Elasticsearch 搜索打分计算原理浅析
admin
2023-02-16 13:40:04
0

搜索打分计算几个关键词

  • TF: token frequency ,某个搜索字段分词后再document中字段(待搜索的字段)中出现的次数

  • IDF:inverse document frequency,逆文档频率,某个搜索的字段在所有document中出现的次数取反

  • TFNORM:token frequency normalized,词频归一化
  • BM25:算法:(freq + k1 * (1 - b + b * dl / avgdl))

两个文档如下:

{
        "_index" : "movies",
        "_type" : "_doc",
        "_id" : "321697",
        "_score" : 6.6273837,
        "_source" : {
          "title" : "Steve Jobs"
      }
}
{
        "_index" : "movies",
        "_type" : "_doc",
        "_id" : "23706",
        "_score" : 6.0948296,
        "_source" : {
          "title" : "All About Steve"
      }
}

如果我们通过titlematch查询

GET /movies/_search
{
  "query": {
    "match": {
      "title": "steve"
    }
  }
}

那么从打分结果就可以看出第一个文档打分高于第二个,这个具体原因是:

TF方面看在带搜索字段上出现的频率一致

IDF方面看在整个文档中出现的频率一致

TFNORM方面则不一样了,第一个文档中该词占比为1/2,第二个文档中该词占比为1/3,故而第一个文档在该搜索下打分比第二个索引高,所以ES算法时使用了TFNORM计算方式freq / (freq + k1 * (1 - b + b * dl / avgdl))

最后的ES中的TF算法融合了词频归一化BM25

如果我们要查看具体Elasticsearch一个打分算法,则可以通过如下命令展示

GET /movies/_search
{
  // 和MySQL的执行计划类似
  "explain": true, 
  "query": {
    "match": {
      "title": "steve"
    }
  }
}

执行结果,查看其中一个

{
    "_shard": "[movies][1]",
    "_node": "pqNhgutvQfqcLqLEzIDnbQ",
    "_index": "movies",
    "_type": "_doc",
    "_id": "321697",
    "_score": 6.6273837,
    "_source": {
        "overview": "Set backstage at three iconic product launches and ending in 1998 with the unveiling of the iMac, Steve Jobs takes us behind the scenes of the digital revolution to paint an intimate portrait of the brilliant man at its epicenter.",
        "voteAverage": 6.8,
        "keywords": [
            {
                "id": 5565,
                "name": "biography"
            },
            {
                "id": 6104,
                "name": "computer"
            },
            {
                "id": 15300,
                "name": "father daughter relationship"
            },
            {
                "id": 157935,
                "name": "apple computer"
            },
            {
                "id": 161160,
                "name": "steve jobs"
            },
            {
                "id": 185722,
                "name": "based on true events"
            }
        ],
        "releaseDate": "2015-01-01T00:00:00.000Z",
        "runtime": 122,
        "originalLanguage": "en",
        "title": "Steve Jobs",
        "productionCountries": [
            {
                "iso_3166_1": "US",
                "name": "United States of America"
            }
        ],
        "revenue": 34441873,
        "genres": [
            {
                "id": 18,
                "name": "Drama"
            },
            {
                "id": 36,
                "name": "History"
            }
        ],
        "originalTitle": "Steve Jobs",
        "popularity": 53.670525,
        "tagline": "Can a great man be a good man?",
        "spokenLanguages": [
            {
                "iso_639_1": "en",
                "name": "English"

→ 任务目标 A
请在下方列表中查找所有含有字符串“propeller”的行,并逐行照录。匹配时区分大小写。
→ 任务目标 B
请接续上方关于 Elasticsearch 搜索打分的文章,从所示最后一行之后继续写下去。

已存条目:
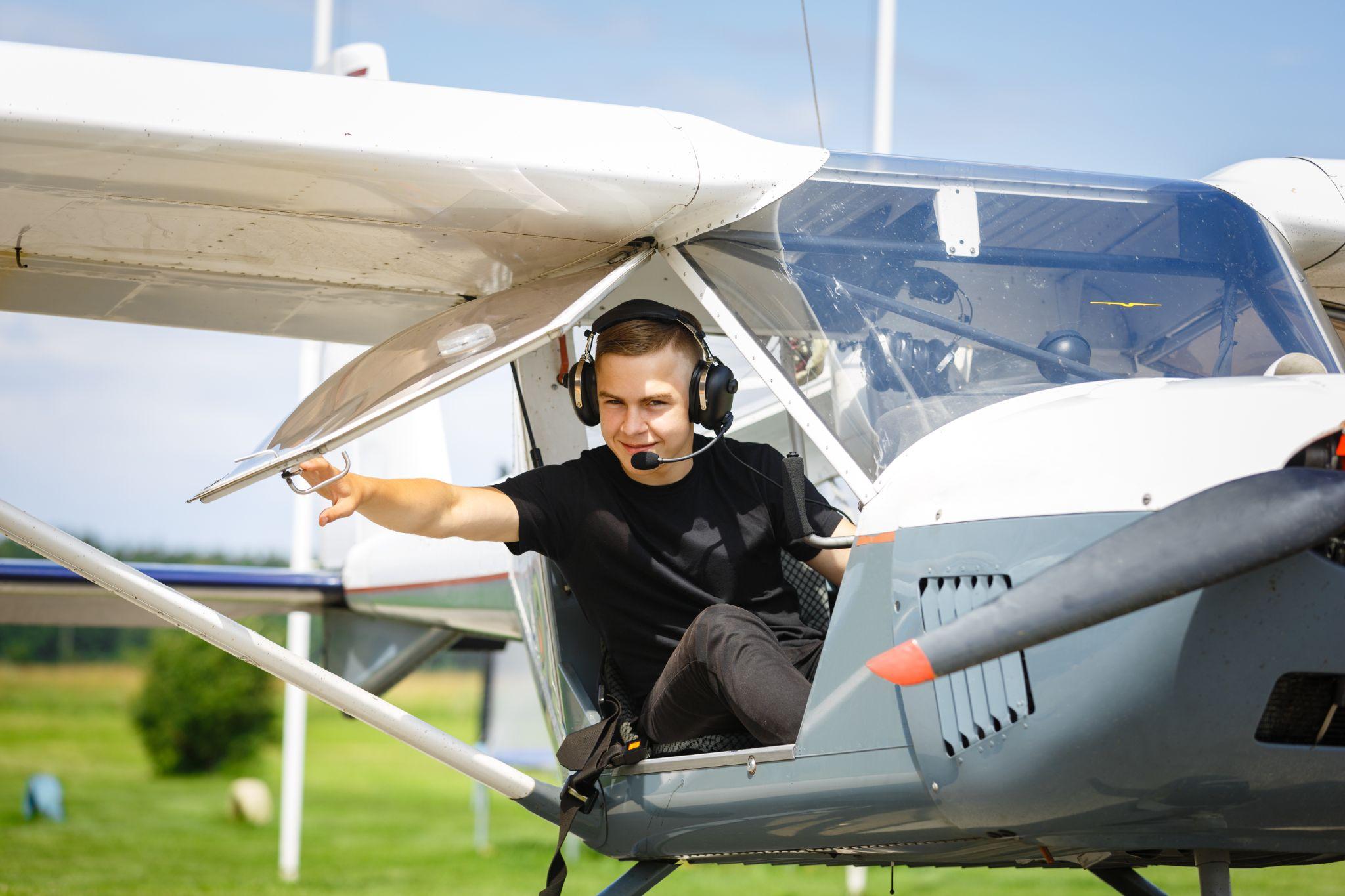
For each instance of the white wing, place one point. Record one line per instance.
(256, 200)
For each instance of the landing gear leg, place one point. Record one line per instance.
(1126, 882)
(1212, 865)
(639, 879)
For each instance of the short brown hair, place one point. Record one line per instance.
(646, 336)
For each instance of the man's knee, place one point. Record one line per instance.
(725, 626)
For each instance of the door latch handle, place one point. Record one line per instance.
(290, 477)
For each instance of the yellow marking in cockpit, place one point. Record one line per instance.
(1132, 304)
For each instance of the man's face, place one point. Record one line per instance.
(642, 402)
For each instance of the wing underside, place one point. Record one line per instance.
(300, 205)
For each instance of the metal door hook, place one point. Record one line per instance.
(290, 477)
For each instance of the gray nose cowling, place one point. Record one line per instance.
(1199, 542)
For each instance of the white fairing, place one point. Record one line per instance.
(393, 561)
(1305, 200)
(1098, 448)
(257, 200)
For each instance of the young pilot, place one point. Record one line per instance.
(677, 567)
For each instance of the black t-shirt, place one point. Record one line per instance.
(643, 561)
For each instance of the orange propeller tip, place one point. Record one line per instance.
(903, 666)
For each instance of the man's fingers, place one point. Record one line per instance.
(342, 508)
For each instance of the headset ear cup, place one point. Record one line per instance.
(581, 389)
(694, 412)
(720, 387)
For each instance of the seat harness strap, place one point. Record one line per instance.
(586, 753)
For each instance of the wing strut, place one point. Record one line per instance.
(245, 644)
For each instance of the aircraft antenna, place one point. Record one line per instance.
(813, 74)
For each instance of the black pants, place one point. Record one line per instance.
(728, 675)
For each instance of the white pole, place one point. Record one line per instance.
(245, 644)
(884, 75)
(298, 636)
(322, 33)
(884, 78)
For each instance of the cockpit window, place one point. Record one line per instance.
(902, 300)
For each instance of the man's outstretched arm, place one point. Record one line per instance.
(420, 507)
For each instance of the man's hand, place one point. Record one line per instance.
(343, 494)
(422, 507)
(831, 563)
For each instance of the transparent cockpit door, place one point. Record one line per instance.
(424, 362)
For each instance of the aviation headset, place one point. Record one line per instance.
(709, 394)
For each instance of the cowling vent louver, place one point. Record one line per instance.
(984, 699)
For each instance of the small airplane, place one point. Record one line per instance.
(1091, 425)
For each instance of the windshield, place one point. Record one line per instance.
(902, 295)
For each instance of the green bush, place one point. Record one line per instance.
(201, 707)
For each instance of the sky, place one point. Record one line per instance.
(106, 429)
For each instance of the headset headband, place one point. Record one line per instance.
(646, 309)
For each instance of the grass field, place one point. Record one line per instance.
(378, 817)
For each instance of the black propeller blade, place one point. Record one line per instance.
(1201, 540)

→ 最终结果 A
For each instance of the orange propeller tip, place one point. Record one line per instance.
For each instance of the black propeller blade, place one point. Record one line per instance.

→ 最终结果 B
            }
        ],
        "id": 321697,
        "voteCount": 1573,
        "productionCompanies": [
            {
                "name": "Universal Pictures",
                "id": 33
            },
            {
                "name": "Scott Rudin Productions",
                "id": 258
            },
            {
                "name": "Legendary Pictures",
                "id": 923
            },
            {
                "name": "The Mark Gordon Company",
                "id": 1557
            },
            {
                "name": "Management 360",
                "id": 4220
            },
            {
                "name": "Cloud Eight Films",
                "id": 6708
            }
        ],
        "budget": 30000000,
        "homepage": "http://www.stevejobsthefilm.com",
        "status": "Released"
    },
    -          }
                ]
            }
        ]
    }
}

此时可以看到结果多出了以下的一组数据(执行计划)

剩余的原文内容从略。